Trecho da página:
----------------------------------------
O lado da sensualidade
Assim como Wagner, o segundo marido de Ângela, Ox Bismarchi, com quem ela estava casada quando estreou na Sapucaí e nas plásticas, também era cirurgião. De acordo com Ângela, ele a transformou em um "outdoor ambulante". "Sou formada em atriz (sic), tenho DRT (registro profissional, outorgado pela Delegacia Regional do Trabalho) e tudo. Mas ele me fez desfocar da carreira, me levou para esse lado da sensualidade, do Carnaval, das plásticas."
Wagner, que tem o nariz parecido com o de Ângela, volta à carga. "Eu também fui casado antes. Tenho dois filhos com a primeira mulher, que era tão linda quanto a Ângela, né, amor? Foi até miss."
Casa com elevador
Ox foi assassinado em 2002 por assaltantes que entraram na casa de três andares em que ele morava com Ângela, no Joá, zona oeste do Rio. "Fiquei muito traumatizada, passei dois anos sem namorar. Dei um beijinho aqui, outro ali, mas não saiu na mídia. Também não sou de ficar com muita gente. O Wagner é o meu quarto marido."
----------------------------------------
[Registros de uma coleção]

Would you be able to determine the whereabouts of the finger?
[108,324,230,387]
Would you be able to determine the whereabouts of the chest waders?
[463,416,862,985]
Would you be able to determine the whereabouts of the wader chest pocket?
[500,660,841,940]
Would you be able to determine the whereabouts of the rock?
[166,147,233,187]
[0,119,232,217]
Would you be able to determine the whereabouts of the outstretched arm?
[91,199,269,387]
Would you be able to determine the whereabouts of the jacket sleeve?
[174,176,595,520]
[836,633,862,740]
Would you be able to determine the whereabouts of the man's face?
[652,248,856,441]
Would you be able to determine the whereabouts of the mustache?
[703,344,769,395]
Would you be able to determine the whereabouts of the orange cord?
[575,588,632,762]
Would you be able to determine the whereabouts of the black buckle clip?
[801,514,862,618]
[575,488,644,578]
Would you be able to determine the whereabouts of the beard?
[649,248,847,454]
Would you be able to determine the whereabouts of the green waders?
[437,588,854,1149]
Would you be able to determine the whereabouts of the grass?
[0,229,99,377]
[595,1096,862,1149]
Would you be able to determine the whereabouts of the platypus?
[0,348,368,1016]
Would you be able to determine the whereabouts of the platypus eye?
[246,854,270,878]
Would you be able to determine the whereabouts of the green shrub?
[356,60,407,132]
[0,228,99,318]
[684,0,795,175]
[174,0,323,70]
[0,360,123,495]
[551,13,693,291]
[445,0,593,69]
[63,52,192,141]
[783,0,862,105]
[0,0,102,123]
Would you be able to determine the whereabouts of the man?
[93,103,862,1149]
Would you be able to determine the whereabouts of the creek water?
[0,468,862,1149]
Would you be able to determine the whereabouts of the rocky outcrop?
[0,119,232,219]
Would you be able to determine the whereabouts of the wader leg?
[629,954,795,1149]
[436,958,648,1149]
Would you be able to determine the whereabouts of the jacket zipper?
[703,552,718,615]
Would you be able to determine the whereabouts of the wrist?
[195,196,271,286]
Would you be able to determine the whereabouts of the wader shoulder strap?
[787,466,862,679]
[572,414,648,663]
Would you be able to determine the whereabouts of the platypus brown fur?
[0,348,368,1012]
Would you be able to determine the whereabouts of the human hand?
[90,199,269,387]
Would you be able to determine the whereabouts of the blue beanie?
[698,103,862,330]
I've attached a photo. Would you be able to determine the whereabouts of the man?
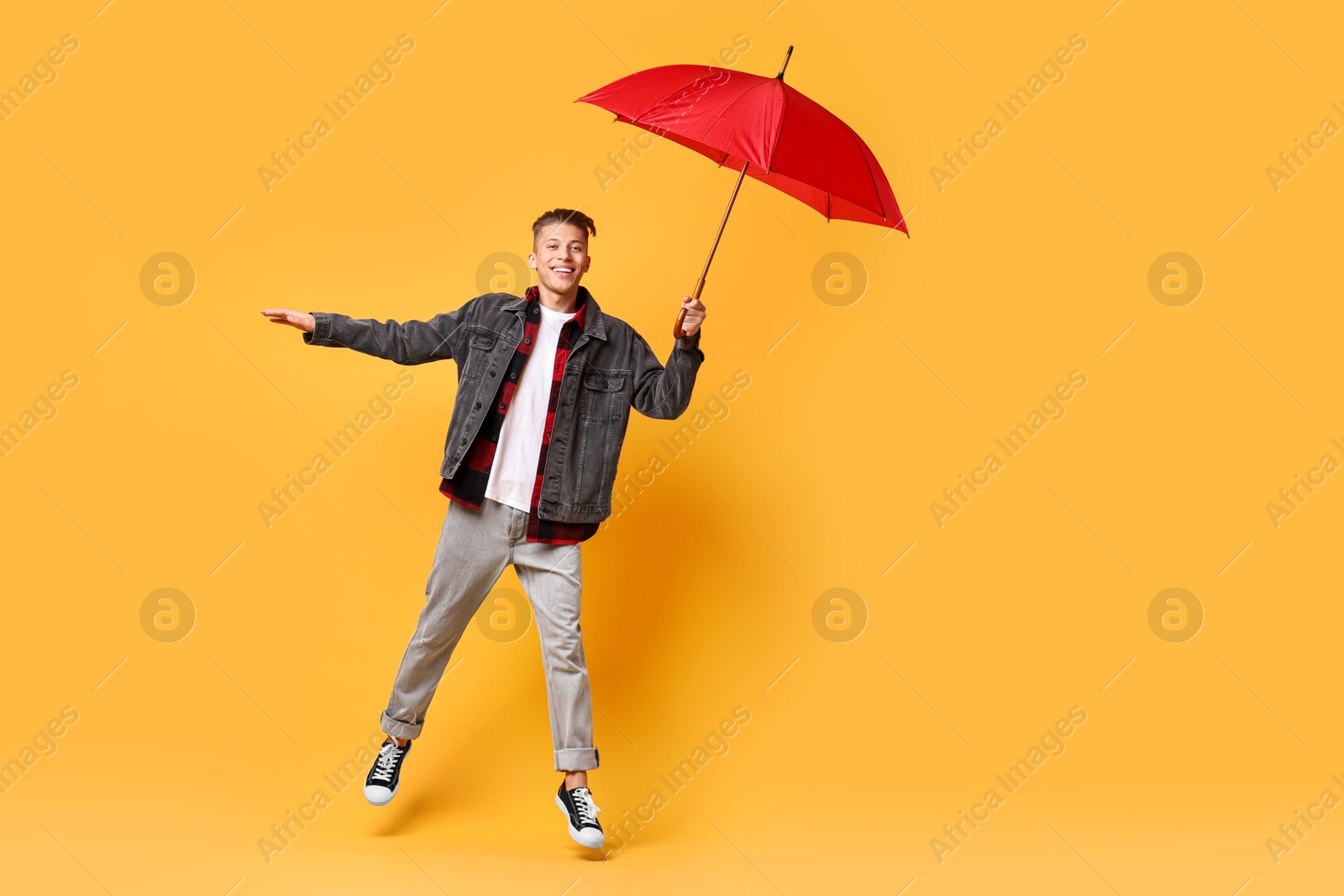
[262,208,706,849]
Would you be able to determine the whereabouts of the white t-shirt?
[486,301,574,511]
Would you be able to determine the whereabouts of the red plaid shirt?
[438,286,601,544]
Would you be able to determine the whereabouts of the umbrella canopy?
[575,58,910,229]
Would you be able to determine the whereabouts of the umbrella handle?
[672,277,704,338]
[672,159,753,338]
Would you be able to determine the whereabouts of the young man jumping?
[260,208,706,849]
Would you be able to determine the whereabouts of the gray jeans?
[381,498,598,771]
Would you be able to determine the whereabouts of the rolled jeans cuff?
----------------------------------------
Conjunto de tarefas:
**a)** Segundo o trecho da página, em que ano Ox Bismarchi foi assassinado?
**b)** Enumere, com base no trecho da página, todos os elementos do "lado" para o qual, de acordo com Ângela, Ox Bismarchi a levou.

Soluções das tarefas:
**a)** Em 2002.

**b)** A sensualidade, o Carnaval e as plásticas.